Selected passage:
UW pitcher overcomes dad's illness to lead team
As Nick Haughian threw a warmup pitch in the bullpen shortly before last Sunday's game at USC, he heard it. "My dad has a very distinct...
Seattle Times staff reporter
Baseball: Washington St. @ Washington, Husky Ballpark, 6:30 p.m.
As Nick Haughian threw a warmup pitch in the bullpen shortly before last Sunday's game at USC, he heard it.
"My dad has a very distinct whistle," said Haughian, a starting pitcher for Washington. "It's just a whistle, but I can tell — that's my dad."
What once was a call for dinner is now a signal that everything is all right.
A year ago, Haughian, a left-hander, took the mound during his sophomore season worried over the health of his father, Rick, who was diagnosed with bladder cancer midway through the season.
Now, with surgery for Rick Haughian a success and no sign of cancer in sight, Nick Haughian pitches free and easy, finally fulfilling the vast potential displayed during a stellar career at Marysville-Pilchuck High School.
Heading into a critical three-game home series this weekend against Washington State, Haughian (pronounced "Hoin") is a big reason the Huskies lead the Pac-10 in pitching, which in turn is a big reason UW has moved into third place in the conference after being picked last in the preseason coaches' poll.
Haughian is 5-4 and ranks fourth in the Pac-10 in earned-run average at 3.21 and leads the conference with 88 strikeouts.
"I feel like I've got command of all of my pitches," he said. "But the biggest thing is just being able to control my brain and really try to make the good stretches last a little longer and the bad stretches a little shorter."

Exercise goal: Duplicate the passage of the baseball article running from "UW pitcher overcomes" down to "is all right.". The rows that come next have no connection to the article.

Stored items:
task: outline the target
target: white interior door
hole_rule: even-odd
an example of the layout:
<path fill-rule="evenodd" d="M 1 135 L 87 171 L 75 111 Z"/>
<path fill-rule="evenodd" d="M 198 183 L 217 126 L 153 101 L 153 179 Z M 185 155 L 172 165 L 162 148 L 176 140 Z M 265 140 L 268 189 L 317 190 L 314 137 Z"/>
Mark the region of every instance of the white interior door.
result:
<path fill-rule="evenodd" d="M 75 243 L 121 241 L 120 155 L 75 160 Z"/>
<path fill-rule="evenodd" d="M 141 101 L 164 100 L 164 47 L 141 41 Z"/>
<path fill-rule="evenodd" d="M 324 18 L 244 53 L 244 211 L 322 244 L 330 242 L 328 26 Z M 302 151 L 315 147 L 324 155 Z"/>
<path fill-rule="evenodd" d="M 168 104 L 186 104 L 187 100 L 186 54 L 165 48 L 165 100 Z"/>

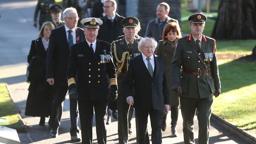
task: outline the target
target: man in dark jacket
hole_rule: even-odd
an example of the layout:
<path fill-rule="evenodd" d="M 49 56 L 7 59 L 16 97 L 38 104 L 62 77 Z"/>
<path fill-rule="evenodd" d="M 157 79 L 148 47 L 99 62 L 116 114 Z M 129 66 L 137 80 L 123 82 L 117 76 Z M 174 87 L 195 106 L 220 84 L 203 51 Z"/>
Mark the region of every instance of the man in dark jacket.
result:
<path fill-rule="evenodd" d="M 166 3 L 163 2 L 158 4 L 156 8 L 157 17 L 148 21 L 145 36 L 153 37 L 158 42 L 159 40 L 162 39 L 163 31 L 167 23 L 176 22 L 177 26 L 180 27 L 177 20 L 168 16 L 170 10 L 170 7 Z"/>
<path fill-rule="evenodd" d="M 58 136 L 63 103 L 68 90 L 67 70 L 70 46 L 84 39 L 85 37 L 83 29 L 76 27 L 78 18 L 75 9 L 66 9 L 63 12 L 63 17 L 65 25 L 52 30 L 46 59 L 47 81 L 50 85 L 54 84 L 52 115 L 49 120 L 52 138 Z M 79 141 L 77 102 L 69 100 L 71 139 Z"/>
<path fill-rule="evenodd" d="M 98 143 L 107 143 L 108 100 L 112 101 L 117 98 L 116 74 L 110 44 L 97 39 L 99 26 L 102 23 L 95 18 L 81 20 L 86 39 L 72 46 L 68 60 L 67 74 L 69 95 L 78 100 L 83 143 L 92 144 L 92 141 L 94 110 Z M 107 74 L 111 88 L 110 95 Z"/>

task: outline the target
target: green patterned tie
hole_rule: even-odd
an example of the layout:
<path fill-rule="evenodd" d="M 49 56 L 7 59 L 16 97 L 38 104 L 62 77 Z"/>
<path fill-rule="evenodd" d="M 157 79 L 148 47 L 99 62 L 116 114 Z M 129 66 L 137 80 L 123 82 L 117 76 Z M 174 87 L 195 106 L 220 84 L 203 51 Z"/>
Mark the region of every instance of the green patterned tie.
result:
<path fill-rule="evenodd" d="M 150 58 L 148 58 L 146 59 L 148 60 L 148 72 L 149 72 L 150 75 L 151 77 L 153 77 L 153 68 L 152 67 L 152 65 L 150 63 Z"/>

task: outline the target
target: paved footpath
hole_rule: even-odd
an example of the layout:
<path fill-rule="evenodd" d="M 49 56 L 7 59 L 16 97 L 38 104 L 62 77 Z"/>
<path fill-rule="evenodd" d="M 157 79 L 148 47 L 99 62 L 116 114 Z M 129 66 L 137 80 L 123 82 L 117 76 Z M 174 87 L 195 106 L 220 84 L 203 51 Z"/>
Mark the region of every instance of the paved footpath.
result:
<path fill-rule="evenodd" d="M 25 76 L 27 57 L 31 41 L 37 37 L 38 28 L 33 27 L 33 15 L 37 1 L 32 0 L 1 0 L 0 1 L 0 82 L 6 83 L 13 98 L 15 106 L 20 114 L 24 124 L 28 127 L 27 132 L 19 132 L 21 144 L 64 144 L 71 143 L 69 134 L 70 120 L 69 100 L 68 96 L 64 103 L 64 112 L 59 132 L 59 137 L 52 138 L 50 135 L 46 120 L 46 125 L 38 125 L 40 118 L 24 115 L 26 100 L 29 84 L 26 82 Z M 164 144 L 183 143 L 182 132 L 182 120 L 180 113 L 178 123 L 178 131 L 180 134 L 176 138 L 171 138 L 170 115 L 168 114 L 167 123 L 169 126 L 163 132 L 163 142 Z M 233 134 L 224 126 L 219 121 L 212 117 L 210 134 L 211 144 L 247 144 L 241 137 Z M 149 119 L 149 132 L 151 132 L 150 121 Z M 195 138 L 197 142 L 198 131 L 197 121 L 195 119 Z M 135 132 L 135 119 L 132 123 L 134 130 L 129 136 L 129 143 L 136 143 Z M 111 124 L 107 126 L 107 140 L 108 144 L 118 143 L 117 122 L 113 120 Z M 93 143 L 97 143 L 95 119 L 93 128 Z M 151 135 L 150 135 L 151 136 Z M 77 143 L 82 143 L 81 142 Z"/>

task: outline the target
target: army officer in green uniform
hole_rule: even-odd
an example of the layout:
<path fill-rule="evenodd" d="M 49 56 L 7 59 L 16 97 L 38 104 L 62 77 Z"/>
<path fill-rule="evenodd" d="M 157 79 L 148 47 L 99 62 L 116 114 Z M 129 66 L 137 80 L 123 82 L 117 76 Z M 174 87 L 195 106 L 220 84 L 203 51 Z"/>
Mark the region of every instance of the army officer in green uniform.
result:
<path fill-rule="evenodd" d="M 128 17 L 121 21 L 124 36 L 122 39 L 114 41 L 111 44 L 113 60 L 117 70 L 118 115 L 118 135 L 119 143 L 128 143 L 128 123 L 127 115 L 130 105 L 126 102 L 124 93 L 123 82 L 125 81 L 129 67 L 129 60 L 138 55 L 140 52 L 138 49 L 138 44 L 141 38 L 135 37 L 138 32 L 139 20 L 136 18 Z"/>
<path fill-rule="evenodd" d="M 34 14 L 34 27 L 37 27 L 37 19 L 38 13 L 39 15 L 39 29 L 41 28 L 43 23 L 45 21 L 51 21 L 52 17 L 50 14 L 50 8 L 55 3 L 55 0 L 38 0 Z"/>
<path fill-rule="evenodd" d="M 193 120 L 196 109 L 198 143 L 208 143 L 212 96 L 220 93 L 215 41 L 202 34 L 207 19 L 200 13 L 188 18 L 191 34 L 178 40 L 171 65 L 172 90 L 180 94 L 185 144 L 195 143 Z"/>

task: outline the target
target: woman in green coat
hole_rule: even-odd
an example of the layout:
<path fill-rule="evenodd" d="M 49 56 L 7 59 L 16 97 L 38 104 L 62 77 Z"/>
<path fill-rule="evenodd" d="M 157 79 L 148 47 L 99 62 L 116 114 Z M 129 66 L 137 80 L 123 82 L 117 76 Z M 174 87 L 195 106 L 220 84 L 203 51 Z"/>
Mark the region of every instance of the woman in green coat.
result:
<path fill-rule="evenodd" d="M 171 64 L 173 56 L 175 46 L 178 38 L 181 36 L 180 30 L 179 25 L 175 22 L 172 22 L 166 24 L 164 29 L 163 40 L 159 41 L 156 47 L 156 54 L 164 59 L 165 62 L 165 71 L 170 93 L 172 135 L 171 137 L 178 136 L 176 129 L 179 114 L 180 102 L 179 95 L 174 93 L 172 90 L 172 84 L 171 79 Z M 166 129 L 166 119 L 167 113 L 164 113 L 162 121 L 162 129 Z"/>

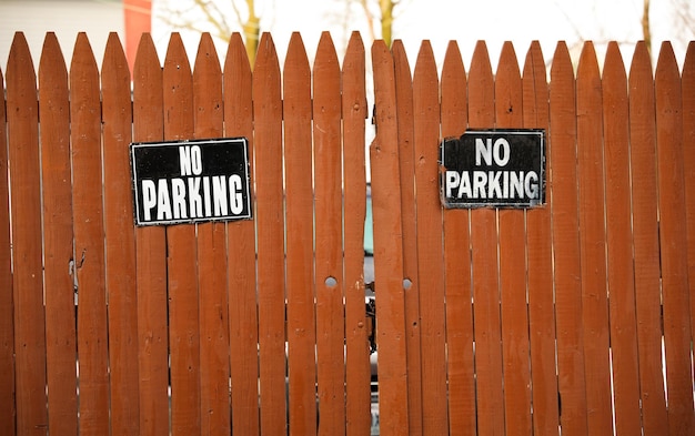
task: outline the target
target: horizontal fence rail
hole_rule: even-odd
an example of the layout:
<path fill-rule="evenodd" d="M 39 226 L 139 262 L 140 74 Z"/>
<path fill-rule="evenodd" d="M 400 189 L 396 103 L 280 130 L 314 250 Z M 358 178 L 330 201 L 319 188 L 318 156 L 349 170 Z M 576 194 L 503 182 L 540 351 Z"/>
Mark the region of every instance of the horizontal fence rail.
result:
<path fill-rule="evenodd" d="M 695 44 L 31 59 L 0 71 L 0 434 L 695 433 Z M 467 129 L 545 130 L 545 204 L 444 209 Z M 252 220 L 134 225 L 131 143 L 236 136 Z"/>

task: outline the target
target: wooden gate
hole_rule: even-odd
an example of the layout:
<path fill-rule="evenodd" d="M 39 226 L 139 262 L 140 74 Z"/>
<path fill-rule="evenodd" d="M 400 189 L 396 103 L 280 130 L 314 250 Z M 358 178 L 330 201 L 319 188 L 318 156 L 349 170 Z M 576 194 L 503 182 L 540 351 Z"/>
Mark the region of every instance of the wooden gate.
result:
<path fill-rule="evenodd" d="M 653 73 L 611 44 L 576 73 L 557 45 L 480 42 L 441 75 L 424 42 L 282 74 L 263 36 L 193 68 L 172 34 L 85 34 L 38 77 L 11 48 L 0 105 L 0 434 L 370 433 L 364 220 L 370 146 L 382 435 L 695 432 L 695 45 Z M 0 77 L 2 77 L 0 71 Z M 373 116 L 369 109 L 374 104 Z M 371 119 L 371 120 L 370 120 Z M 372 126 L 371 124 L 374 124 Z M 466 128 L 547 132 L 547 202 L 443 210 L 439 144 Z M 131 142 L 245 136 L 253 220 L 135 227 Z"/>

Answer for this exercise:
UW pitcher overcomes dad's illness to lead team
As Nick Haughian threw a warmup pitch in the bullpen shortly before last Sunday's game at USC, he heard it. "My dad has a very distinct...
Seattle Times staff reporter
Baseball: Washington St. @ Washington, Husky Ballpark, 6:30 p.m.
As Nick Haughian threw a warmup pitch in the bullpen shortly before last Sunday's game at USC, he heard it.
"My dad has a very distinct whistle," said Haughian, a starting pitcher for Washington. "It's just a whistle, but I can tell — that's my dad."
What once was a call for dinner is now a signal that everything is all right.